◆ **Goal of the exercise**
Count the lines in the data below that contain the word "dock". Reply with the number alone.

* * *

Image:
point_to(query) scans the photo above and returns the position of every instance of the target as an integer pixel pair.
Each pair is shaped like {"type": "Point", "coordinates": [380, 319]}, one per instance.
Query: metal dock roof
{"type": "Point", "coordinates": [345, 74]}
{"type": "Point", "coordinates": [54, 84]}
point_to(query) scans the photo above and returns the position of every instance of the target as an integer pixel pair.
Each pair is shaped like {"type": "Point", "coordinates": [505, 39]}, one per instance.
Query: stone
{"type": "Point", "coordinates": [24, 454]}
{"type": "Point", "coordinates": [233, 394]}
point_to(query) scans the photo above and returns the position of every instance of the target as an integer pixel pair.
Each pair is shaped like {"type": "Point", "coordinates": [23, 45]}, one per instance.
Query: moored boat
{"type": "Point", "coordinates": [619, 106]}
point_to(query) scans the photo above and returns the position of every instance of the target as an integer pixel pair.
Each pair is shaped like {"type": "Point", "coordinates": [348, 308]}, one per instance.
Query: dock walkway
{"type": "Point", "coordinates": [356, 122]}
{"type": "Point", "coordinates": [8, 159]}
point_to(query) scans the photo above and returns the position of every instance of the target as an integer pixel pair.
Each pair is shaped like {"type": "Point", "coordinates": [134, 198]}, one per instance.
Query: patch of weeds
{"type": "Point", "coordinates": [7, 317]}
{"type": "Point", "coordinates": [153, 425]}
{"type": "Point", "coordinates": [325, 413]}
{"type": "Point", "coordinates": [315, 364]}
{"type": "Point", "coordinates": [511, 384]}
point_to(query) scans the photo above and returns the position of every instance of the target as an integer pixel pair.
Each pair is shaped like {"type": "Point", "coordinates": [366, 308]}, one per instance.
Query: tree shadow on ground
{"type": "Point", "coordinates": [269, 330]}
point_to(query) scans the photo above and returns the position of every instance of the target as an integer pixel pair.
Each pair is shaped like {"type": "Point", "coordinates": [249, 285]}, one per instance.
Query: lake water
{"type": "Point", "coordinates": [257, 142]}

* * *

◆ **Completed task**
2